* [Written task] Turn the lines below, from the line containing "Target: wire mesh fence" through the last line, into a Markdown table with the columns Row and Line. Number each line in order and skip blank lines.

* [Input material]
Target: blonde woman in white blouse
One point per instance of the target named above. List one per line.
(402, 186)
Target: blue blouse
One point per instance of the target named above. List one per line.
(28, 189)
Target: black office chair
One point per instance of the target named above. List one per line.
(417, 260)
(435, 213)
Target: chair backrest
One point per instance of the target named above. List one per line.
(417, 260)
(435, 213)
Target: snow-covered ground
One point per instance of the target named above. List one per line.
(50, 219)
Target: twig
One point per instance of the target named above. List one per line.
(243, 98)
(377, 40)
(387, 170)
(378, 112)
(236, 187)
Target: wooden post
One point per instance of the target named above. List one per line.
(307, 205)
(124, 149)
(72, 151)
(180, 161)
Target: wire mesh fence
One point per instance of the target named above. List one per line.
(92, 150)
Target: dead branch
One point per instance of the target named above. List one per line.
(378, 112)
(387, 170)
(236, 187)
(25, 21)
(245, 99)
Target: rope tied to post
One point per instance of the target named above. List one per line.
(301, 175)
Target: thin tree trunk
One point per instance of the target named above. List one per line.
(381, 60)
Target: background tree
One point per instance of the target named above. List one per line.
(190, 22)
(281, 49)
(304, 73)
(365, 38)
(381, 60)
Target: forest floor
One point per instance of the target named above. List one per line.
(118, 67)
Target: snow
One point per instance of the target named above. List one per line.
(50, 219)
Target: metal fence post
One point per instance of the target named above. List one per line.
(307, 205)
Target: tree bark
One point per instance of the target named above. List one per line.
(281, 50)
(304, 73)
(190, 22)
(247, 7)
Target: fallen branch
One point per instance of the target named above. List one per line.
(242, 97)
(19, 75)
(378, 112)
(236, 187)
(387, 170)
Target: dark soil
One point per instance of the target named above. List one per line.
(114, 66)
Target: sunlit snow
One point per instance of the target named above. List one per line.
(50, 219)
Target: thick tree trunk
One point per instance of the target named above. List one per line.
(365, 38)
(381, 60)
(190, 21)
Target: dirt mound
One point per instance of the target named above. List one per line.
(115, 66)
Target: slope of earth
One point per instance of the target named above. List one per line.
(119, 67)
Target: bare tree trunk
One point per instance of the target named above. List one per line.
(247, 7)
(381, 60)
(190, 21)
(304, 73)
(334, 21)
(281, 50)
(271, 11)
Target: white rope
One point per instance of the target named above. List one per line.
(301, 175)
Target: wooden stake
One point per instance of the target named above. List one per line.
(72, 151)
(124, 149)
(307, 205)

* [Solved exercise]
| Row | Line |
|---|---|
| 1 | Target: wire mesh fence |
| 2 | One point per instance of the target named above. List one per line. |
| 3 | (92, 150) |
| 4 | Target: dead branch |
| 5 | One point per instance of the target named above. List one per line. |
| 6 | (378, 112) |
| 7 | (387, 170) |
| 8 | (236, 187) |
| 9 | (25, 21) |
| 10 | (245, 99) |
| 11 | Target: rope tied to post |
| 12 | One point per instance of the target named above. List one per line. |
| 13 | (301, 175) |
| 14 | Target: thin tree trunk |
| 15 | One point per instance of the target named above. List one per line. |
| 16 | (381, 60) |
| 17 | Target: background tree |
| 18 | One point per instance of the target named above. List one per line. |
| 19 | (190, 22) |
| 20 | (281, 49) |
| 21 | (304, 73) |
| 22 | (365, 38) |
| 23 | (381, 60) |
| 24 | Target: forest floor |
| 25 | One point per instance of the target named above. List one per line. |
| 26 | (118, 67) |
| 27 | Target: snow |
| 28 | One point per instance of the target named above. List one per line. |
| 29 | (50, 219) |
| 30 | Target: metal fence post |
| 31 | One point per instance of the target named above. List one per line. |
| 32 | (307, 205) |
| 33 | Target: tree bark |
| 34 | One point per instance of the target named above. List one per line. |
| 35 | (281, 50) |
| 36 | (304, 73) |
| 37 | (190, 22) |
| 38 | (247, 7) |
| 39 | Target: fallen branch |
| 40 | One point per instance of the target named above. List one per line. |
| 41 | (242, 97) |
| 42 | (19, 75) |
| 43 | (378, 112) |
| 44 | (236, 187) |
| 45 | (387, 170) |
| 46 | Target: dark soil |
| 47 | One point per instance of the target named above. List one per line. |
| 48 | (114, 66) |
| 49 | Target: sunlit snow |
| 50 | One point per instance of the target named above. List one per line. |
| 51 | (50, 219) |
| 52 | Target: thick tree trunk |
| 53 | One point per instance of the target named above. List one per line. |
| 54 | (365, 38) |
| 55 | (381, 60) |
| 56 | (190, 21) |
| 57 | Target: dirt mound |
| 58 | One point per instance of the target named above. List one per line. |
| 59 | (115, 66) |
| 60 | Target: slope of earth |
| 61 | One point per instance of the target named above. List one per line. |
| 62 | (119, 67) |
| 63 | Target: bare tree trunk |
| 64 | One point per instance of the target named above. List one per line. |
| 65 | (247, 7) |
| 66 | (381, 60) |
| 67 | (190, 21) |
| 68 | (304, 73) |
| 69 | (334, 21) |
| 70 | (281, 50) |
| 71 | (271, 11) |
| 72 | Target: white rope |
| 73 | One point per instance of the target named above. List one per line. |
| 74 | (301, 175) |
| 75 | Target: wooden stake |
| 76 | One point per instance of the target named above. List one per line. |
| 77 | (72, 151) |
| 78 | (124, 149) |
| 79 | (307, 205) |